# [Task requirements]
In the records below, the lines from the one with "to find sneaker" through the last are to be printed exactly, and nothing else.

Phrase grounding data

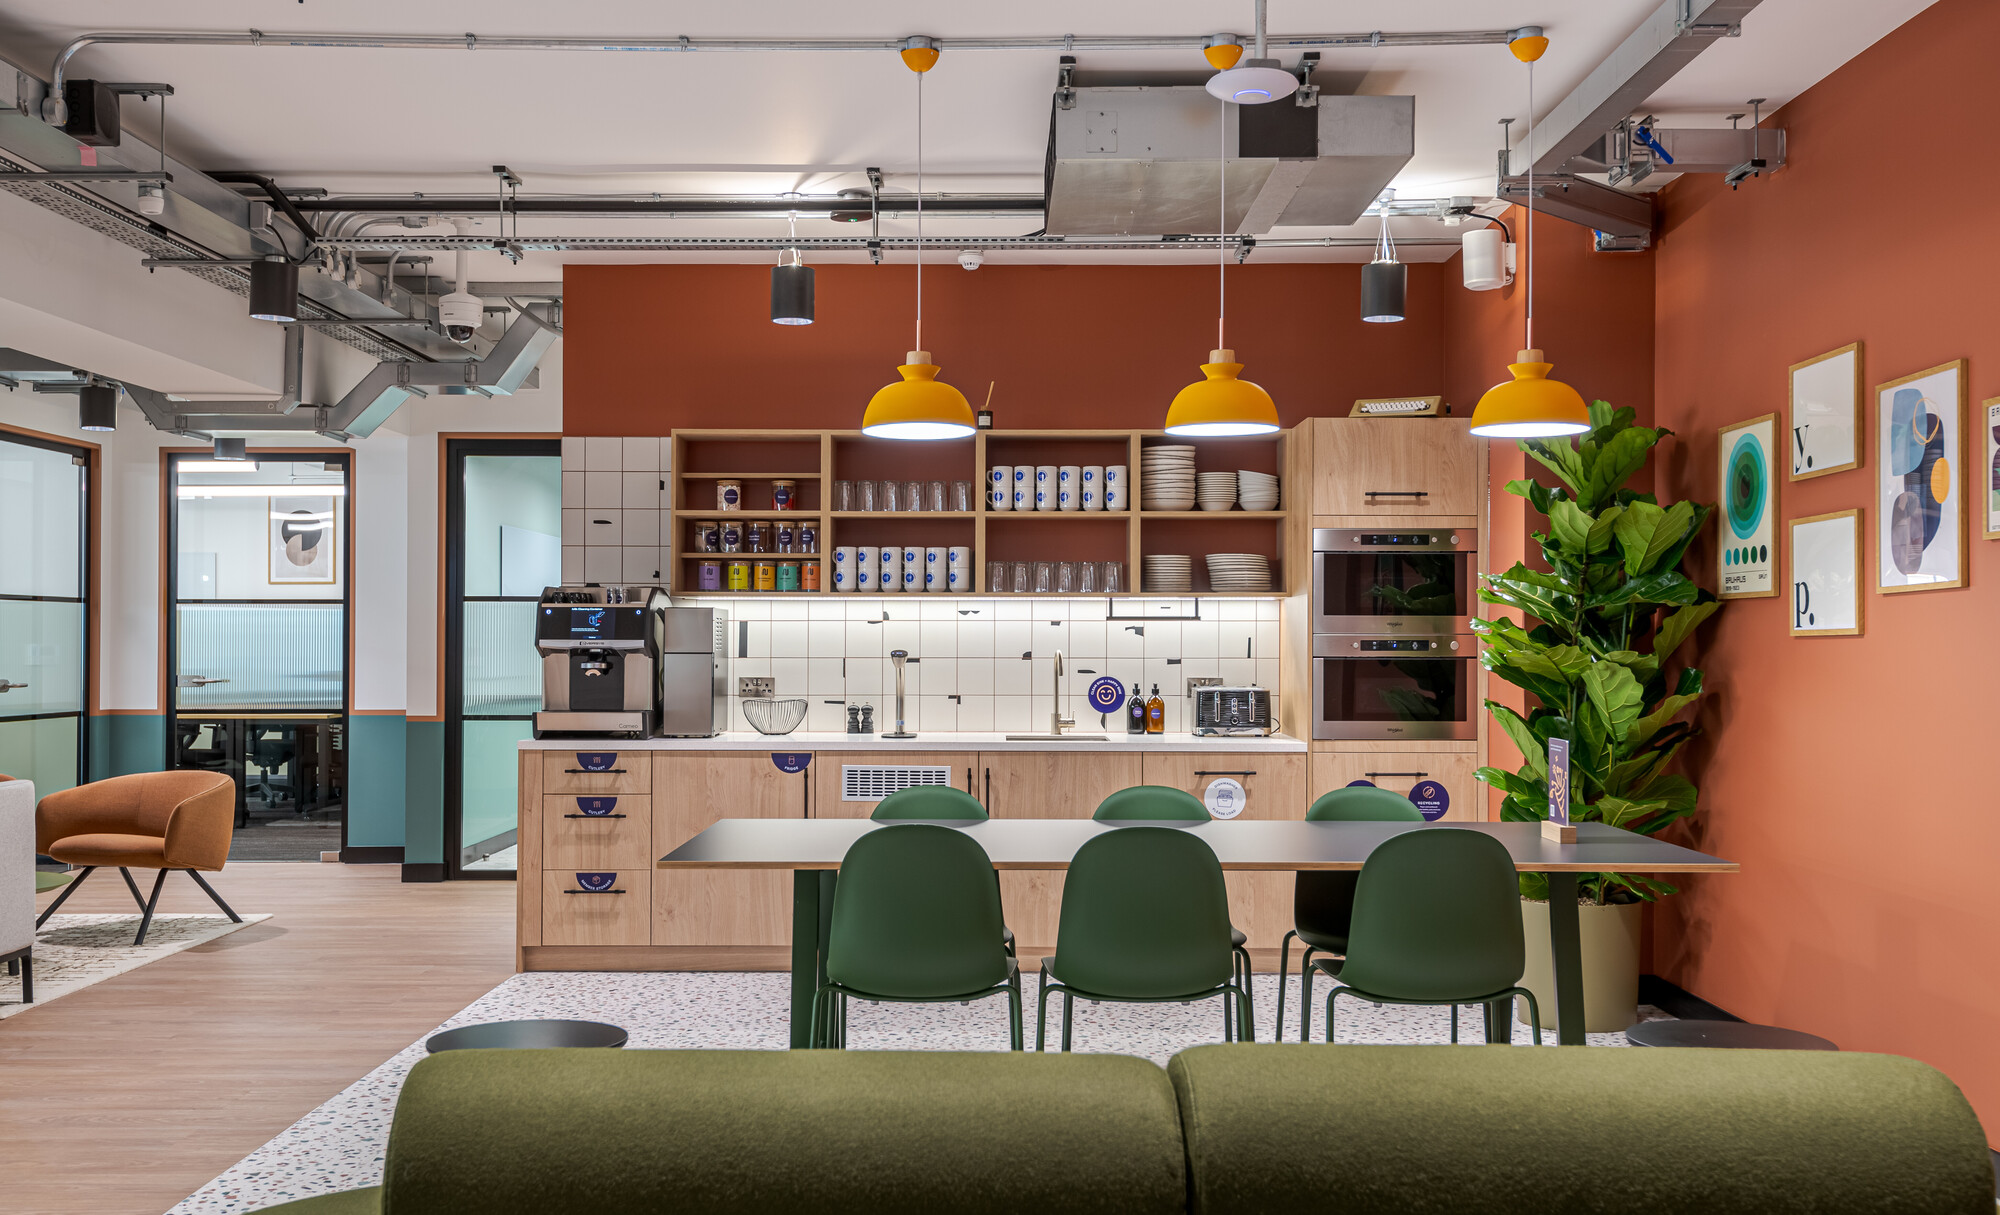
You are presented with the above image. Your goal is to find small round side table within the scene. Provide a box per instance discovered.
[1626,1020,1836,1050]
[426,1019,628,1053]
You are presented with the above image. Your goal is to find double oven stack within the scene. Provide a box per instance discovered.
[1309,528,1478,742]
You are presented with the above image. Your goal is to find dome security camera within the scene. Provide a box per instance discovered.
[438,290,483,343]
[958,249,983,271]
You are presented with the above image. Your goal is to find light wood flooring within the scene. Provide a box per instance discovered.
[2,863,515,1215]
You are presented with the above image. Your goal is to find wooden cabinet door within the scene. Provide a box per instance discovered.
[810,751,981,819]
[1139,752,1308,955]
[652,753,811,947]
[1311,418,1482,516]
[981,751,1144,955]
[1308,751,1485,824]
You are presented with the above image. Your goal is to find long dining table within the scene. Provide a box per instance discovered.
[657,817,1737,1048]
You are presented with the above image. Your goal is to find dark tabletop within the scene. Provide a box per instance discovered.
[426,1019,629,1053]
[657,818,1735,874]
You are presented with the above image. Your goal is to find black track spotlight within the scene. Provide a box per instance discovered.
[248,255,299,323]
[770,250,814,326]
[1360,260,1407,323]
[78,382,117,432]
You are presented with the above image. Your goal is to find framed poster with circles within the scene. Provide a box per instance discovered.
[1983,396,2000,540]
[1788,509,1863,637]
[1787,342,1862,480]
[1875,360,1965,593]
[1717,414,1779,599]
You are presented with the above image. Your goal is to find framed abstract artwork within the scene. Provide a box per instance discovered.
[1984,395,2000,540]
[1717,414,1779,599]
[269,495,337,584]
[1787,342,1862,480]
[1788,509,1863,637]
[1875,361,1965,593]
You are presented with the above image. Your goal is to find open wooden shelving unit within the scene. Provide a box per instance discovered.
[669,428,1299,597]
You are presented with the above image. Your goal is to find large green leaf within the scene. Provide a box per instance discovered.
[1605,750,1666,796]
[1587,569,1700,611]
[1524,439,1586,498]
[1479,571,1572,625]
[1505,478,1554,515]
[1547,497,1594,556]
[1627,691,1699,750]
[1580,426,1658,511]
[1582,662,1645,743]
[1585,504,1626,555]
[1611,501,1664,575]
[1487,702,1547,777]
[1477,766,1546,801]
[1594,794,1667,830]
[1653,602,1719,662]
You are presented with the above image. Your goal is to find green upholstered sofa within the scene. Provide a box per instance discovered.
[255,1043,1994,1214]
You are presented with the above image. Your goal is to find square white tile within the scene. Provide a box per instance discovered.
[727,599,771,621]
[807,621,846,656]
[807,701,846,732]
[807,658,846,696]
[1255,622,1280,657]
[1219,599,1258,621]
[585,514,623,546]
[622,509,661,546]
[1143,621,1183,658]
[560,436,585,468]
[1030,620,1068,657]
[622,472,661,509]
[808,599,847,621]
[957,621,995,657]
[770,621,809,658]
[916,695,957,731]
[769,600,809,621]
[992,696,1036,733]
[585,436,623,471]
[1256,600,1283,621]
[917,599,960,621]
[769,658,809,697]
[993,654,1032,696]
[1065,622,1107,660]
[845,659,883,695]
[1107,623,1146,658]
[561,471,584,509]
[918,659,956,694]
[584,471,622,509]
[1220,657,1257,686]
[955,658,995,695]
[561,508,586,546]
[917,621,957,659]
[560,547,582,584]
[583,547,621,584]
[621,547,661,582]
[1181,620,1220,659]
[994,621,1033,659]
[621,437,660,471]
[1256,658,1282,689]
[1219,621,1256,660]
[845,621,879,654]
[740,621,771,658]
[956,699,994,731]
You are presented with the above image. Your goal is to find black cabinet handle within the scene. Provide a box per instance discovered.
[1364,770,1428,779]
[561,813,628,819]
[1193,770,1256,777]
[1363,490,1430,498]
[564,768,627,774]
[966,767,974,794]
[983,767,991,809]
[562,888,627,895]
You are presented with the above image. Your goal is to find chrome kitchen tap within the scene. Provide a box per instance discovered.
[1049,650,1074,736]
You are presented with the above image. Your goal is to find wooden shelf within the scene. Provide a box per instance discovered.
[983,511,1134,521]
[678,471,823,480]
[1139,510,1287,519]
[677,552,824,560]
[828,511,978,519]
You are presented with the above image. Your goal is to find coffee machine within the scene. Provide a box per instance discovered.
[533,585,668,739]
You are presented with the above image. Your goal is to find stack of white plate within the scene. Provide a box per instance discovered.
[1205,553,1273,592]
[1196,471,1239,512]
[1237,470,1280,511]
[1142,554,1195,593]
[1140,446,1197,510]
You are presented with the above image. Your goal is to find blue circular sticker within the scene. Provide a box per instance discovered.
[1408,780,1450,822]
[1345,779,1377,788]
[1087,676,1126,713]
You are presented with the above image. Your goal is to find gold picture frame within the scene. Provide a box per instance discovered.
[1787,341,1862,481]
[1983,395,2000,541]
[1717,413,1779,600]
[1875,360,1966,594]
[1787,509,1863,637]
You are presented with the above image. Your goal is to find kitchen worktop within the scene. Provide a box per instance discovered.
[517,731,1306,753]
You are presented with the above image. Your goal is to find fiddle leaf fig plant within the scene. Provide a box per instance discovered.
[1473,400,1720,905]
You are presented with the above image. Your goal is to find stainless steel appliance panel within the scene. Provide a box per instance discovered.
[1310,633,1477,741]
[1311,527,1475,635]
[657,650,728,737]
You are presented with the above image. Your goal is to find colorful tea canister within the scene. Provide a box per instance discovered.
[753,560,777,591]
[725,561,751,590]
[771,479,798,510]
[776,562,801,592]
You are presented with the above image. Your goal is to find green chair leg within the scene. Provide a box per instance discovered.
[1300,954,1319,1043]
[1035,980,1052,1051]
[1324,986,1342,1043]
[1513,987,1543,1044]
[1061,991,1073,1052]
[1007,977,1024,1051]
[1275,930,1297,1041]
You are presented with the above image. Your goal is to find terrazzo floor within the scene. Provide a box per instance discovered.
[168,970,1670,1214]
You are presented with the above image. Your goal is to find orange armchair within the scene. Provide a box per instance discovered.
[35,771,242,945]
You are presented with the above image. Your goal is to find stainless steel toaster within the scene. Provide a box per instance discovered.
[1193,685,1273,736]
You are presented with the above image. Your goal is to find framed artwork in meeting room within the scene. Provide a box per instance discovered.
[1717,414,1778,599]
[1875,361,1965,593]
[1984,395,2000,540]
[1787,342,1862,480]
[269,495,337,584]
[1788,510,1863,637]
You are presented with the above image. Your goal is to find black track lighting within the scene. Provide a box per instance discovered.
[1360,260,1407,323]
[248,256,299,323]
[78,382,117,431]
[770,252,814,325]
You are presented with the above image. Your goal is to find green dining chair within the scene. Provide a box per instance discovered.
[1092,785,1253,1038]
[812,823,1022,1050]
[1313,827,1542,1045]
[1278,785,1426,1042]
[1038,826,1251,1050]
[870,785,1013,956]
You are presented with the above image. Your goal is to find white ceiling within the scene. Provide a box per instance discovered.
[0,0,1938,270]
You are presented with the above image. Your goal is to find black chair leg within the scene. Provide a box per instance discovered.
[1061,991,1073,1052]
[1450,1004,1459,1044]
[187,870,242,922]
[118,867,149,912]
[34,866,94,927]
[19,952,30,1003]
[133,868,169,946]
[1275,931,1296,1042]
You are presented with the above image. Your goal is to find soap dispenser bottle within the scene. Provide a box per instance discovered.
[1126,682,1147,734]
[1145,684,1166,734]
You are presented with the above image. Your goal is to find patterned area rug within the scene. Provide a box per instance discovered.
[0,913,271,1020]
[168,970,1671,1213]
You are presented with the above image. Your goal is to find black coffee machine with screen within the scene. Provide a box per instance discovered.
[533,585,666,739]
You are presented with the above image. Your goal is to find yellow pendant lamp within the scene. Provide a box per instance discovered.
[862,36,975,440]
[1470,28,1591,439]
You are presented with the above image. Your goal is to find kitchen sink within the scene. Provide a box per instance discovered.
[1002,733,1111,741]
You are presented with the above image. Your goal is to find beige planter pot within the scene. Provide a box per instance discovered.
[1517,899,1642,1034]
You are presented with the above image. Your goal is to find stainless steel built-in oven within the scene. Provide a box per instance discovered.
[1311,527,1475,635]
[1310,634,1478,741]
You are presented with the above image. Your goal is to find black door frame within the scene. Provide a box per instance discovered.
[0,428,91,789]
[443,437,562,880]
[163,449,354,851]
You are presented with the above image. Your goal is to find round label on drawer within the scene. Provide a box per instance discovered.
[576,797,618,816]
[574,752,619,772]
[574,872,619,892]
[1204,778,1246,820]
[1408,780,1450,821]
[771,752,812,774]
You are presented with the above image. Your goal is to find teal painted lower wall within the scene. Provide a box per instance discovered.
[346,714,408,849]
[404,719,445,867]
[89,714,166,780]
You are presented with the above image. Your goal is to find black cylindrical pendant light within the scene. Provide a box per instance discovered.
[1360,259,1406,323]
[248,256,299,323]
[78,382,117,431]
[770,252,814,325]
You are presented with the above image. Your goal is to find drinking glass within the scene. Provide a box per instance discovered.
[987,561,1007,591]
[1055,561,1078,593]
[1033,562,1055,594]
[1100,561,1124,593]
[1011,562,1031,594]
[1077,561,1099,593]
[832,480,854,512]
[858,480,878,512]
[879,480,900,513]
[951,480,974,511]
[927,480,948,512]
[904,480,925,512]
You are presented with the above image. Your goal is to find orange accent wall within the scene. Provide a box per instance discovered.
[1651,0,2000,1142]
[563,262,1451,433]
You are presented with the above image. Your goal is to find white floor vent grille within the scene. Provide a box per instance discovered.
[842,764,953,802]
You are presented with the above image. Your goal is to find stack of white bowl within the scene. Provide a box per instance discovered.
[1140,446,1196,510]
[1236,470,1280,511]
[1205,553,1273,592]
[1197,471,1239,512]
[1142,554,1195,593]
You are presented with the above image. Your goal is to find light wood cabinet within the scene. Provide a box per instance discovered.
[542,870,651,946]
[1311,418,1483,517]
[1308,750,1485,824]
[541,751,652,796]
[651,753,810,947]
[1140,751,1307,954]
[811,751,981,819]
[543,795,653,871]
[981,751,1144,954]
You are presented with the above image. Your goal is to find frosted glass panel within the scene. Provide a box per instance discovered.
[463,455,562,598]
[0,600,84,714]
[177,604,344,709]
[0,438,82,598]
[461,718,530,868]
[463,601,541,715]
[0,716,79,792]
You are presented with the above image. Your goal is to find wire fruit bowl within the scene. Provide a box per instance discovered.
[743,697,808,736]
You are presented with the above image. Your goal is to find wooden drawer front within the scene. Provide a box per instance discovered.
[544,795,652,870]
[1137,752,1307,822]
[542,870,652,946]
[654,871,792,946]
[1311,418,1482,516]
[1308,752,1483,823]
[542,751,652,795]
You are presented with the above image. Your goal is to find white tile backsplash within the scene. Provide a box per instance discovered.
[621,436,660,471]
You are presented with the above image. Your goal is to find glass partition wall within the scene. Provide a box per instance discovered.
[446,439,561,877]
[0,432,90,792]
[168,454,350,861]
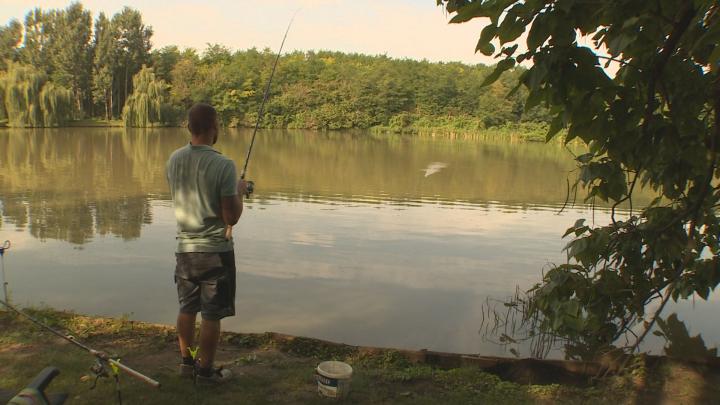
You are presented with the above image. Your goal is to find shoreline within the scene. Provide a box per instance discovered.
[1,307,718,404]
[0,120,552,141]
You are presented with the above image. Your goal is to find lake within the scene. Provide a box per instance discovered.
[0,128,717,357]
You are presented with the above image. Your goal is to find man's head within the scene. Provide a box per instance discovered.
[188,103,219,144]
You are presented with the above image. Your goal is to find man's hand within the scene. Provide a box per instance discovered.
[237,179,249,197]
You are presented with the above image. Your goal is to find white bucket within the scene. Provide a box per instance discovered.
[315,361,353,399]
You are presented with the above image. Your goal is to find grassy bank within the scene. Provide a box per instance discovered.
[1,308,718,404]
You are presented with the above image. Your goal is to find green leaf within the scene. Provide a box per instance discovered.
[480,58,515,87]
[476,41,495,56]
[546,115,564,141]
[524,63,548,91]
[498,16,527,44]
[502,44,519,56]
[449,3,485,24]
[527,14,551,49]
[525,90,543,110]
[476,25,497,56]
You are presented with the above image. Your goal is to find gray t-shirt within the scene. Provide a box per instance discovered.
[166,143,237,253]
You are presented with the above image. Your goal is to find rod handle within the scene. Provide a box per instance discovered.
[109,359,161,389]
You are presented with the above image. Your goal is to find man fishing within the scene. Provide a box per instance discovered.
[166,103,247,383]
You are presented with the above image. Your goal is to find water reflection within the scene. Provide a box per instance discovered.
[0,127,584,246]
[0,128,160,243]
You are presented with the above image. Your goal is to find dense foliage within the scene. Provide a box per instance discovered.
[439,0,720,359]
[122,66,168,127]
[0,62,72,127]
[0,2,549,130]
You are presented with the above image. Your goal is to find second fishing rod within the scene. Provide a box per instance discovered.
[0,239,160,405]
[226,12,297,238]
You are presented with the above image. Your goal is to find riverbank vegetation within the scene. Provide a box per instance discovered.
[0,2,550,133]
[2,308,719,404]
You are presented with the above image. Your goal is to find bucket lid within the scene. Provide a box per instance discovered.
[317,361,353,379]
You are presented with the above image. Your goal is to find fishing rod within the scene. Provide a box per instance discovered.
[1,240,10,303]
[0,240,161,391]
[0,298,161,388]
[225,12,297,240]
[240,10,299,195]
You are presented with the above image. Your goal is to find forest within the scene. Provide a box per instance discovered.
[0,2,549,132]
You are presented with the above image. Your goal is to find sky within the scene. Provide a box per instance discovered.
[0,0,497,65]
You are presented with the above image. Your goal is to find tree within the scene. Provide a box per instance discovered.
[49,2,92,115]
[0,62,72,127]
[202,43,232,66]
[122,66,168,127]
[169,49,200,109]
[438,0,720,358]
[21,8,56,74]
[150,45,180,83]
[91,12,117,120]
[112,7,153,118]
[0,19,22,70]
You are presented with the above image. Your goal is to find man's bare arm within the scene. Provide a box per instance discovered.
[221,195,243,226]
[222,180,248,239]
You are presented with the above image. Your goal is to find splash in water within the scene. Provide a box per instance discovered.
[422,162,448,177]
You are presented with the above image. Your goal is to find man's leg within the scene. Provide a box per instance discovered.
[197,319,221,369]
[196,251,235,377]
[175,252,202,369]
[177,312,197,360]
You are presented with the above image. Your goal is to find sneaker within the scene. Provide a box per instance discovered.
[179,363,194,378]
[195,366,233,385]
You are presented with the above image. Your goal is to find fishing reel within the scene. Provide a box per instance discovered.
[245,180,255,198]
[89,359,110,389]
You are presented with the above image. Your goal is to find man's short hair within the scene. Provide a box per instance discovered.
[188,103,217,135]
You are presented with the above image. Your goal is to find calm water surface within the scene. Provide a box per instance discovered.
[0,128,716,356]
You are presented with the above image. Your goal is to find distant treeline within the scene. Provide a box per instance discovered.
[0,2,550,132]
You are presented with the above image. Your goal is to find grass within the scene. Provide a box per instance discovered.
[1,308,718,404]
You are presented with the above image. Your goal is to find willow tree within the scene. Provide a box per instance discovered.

# [Result for this task]
You are presented with the above image. Your goal is to find sneaker within the scene. Provide a box per instance discovered.
[179,363,194,378]
[195,366,233,385]
You are presented with the above image. Your goal is to find fishing reel within the scene. Provide a box per instance discovered.
[245,180,255,198]
[89,359,110,389]
You are presented with the above image. Your goal is to find man's short hair within the scene. Provide a box per instance discovered.
[188,103,217,135]
You are presented with the above image. Your goal is to find calm water surface within the scene. Provide a box per instance discovered.
[0,128,716,356]
You are presented with the above image. Your goal is to find distant treeline within the scene. Provide a box per instance discovered.
[0,2,550,132]
You are presented with the above image. Your goal is to find grass within the scene. Provide a box per instance discovered.
[1,308,718,404]
You are presented with the above image. Your goal is to find willow tree within the scene. Provide a box per instance discovered.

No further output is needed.